Among the entries below, count each line holding the word "provide". Write only the number.

---------- Exercise materials

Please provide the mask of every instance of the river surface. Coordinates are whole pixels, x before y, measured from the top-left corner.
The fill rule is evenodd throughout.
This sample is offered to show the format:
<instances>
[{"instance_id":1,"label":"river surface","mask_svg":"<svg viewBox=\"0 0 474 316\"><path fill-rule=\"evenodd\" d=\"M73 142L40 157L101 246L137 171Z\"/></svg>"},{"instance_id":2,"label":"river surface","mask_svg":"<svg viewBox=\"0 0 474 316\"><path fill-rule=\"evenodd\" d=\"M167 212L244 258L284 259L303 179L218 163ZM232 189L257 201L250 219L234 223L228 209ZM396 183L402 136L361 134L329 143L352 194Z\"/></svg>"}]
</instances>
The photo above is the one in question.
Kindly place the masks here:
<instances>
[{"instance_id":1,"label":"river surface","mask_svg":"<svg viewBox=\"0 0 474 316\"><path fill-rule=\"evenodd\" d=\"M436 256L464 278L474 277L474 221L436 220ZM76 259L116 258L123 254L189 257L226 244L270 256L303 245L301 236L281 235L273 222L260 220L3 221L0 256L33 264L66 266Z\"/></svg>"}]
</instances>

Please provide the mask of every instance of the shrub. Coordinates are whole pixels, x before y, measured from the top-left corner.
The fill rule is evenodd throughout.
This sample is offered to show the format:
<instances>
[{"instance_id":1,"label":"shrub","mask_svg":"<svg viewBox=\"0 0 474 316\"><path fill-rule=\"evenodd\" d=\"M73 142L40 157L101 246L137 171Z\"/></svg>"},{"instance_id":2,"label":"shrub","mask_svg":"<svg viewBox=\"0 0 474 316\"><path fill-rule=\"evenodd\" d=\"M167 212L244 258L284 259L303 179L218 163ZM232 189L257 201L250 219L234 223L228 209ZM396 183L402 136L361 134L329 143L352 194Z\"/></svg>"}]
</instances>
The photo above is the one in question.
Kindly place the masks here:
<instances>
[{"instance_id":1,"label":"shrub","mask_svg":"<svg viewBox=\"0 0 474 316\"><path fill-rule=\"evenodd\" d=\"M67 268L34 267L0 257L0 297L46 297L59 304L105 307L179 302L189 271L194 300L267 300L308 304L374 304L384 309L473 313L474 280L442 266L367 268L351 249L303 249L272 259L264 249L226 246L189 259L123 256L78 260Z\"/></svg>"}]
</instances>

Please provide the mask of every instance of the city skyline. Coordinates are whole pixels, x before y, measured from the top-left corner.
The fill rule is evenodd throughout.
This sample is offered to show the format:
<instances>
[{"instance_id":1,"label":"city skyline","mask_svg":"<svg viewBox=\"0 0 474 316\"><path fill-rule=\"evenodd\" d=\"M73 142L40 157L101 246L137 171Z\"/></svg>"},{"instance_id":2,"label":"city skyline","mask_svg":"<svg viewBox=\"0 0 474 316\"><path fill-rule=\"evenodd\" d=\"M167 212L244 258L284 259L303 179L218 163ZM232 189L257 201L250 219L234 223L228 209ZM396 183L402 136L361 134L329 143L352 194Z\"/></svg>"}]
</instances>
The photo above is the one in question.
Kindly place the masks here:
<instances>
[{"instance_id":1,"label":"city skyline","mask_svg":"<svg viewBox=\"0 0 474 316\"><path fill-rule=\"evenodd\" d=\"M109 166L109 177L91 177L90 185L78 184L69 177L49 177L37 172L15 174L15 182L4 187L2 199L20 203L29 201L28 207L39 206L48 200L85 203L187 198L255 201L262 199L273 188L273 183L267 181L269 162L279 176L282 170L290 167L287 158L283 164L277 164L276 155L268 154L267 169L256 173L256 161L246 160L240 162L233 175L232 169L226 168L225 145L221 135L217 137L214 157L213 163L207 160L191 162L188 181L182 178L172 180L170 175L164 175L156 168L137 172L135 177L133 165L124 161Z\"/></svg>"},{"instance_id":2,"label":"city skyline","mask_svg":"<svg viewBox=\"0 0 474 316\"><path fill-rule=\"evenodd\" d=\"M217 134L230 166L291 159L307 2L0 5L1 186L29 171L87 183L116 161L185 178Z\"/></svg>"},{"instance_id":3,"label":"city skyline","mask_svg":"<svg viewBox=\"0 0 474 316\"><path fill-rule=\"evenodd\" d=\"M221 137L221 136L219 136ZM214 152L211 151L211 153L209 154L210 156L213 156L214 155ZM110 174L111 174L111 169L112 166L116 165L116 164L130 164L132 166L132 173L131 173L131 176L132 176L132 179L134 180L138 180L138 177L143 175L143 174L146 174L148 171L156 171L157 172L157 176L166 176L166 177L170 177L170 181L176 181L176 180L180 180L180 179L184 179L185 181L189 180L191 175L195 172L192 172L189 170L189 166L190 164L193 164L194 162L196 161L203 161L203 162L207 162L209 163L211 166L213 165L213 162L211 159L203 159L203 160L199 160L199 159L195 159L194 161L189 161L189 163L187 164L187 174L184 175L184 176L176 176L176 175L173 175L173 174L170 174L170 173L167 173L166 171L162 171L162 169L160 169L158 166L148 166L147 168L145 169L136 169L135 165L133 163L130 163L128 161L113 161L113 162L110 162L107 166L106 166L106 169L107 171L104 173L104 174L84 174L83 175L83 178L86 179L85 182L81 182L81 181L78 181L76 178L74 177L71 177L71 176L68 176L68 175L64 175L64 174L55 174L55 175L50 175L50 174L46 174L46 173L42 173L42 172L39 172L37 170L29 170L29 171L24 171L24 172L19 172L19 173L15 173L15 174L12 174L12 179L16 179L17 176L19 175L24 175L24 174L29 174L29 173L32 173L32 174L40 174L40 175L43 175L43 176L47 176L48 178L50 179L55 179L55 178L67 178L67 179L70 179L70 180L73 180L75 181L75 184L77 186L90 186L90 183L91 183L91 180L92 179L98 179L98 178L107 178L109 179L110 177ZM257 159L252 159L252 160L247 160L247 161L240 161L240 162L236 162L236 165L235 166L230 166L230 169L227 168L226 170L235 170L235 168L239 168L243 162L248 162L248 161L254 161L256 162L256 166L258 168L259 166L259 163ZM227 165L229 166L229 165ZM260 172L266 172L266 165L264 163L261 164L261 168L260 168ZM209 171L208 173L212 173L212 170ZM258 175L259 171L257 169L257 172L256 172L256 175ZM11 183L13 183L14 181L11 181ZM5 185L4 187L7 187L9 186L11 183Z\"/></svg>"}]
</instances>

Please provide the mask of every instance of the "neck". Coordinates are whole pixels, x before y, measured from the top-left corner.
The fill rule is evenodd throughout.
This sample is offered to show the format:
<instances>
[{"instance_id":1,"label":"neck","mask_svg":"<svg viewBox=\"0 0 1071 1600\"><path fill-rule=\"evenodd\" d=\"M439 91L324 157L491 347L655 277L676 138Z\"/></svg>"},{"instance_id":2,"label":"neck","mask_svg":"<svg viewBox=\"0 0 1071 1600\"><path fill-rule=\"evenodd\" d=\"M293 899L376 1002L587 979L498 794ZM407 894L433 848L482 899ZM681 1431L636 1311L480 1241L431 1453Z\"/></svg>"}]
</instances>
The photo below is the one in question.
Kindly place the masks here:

--------------------

**Answer to this task:** 4